Reproduce all the entries below, requests included, but scale each pixel coordinate in the answers by 2.05 and round it to a whole number, with halves rounding up. Keep the numbers in the requests and their format samples as they are, and leave the pictures out.

# START OF INPUT MATERIAL

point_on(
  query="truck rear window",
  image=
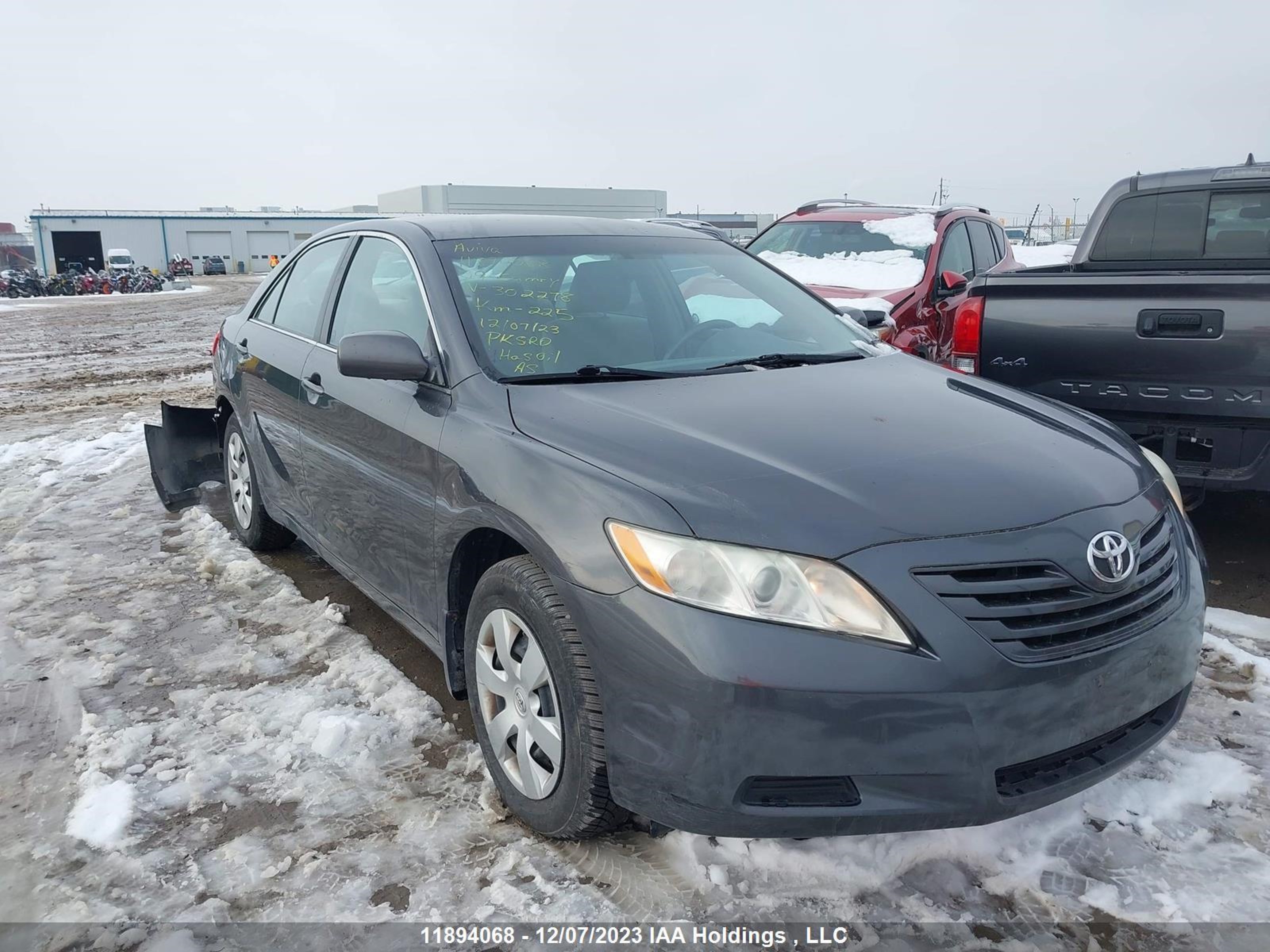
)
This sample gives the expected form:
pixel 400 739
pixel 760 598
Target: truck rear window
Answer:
pixel 1175 226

# END OF INPUT MATERIAL

**OUTPUT OF THE EXERCISE:**
point_on(
  query="truck rear window",
  image=
)
This sample gives the expected form:
pixel 400 739
pixel 760 598
Target: truck rear window
Answer:
pixel 2409 463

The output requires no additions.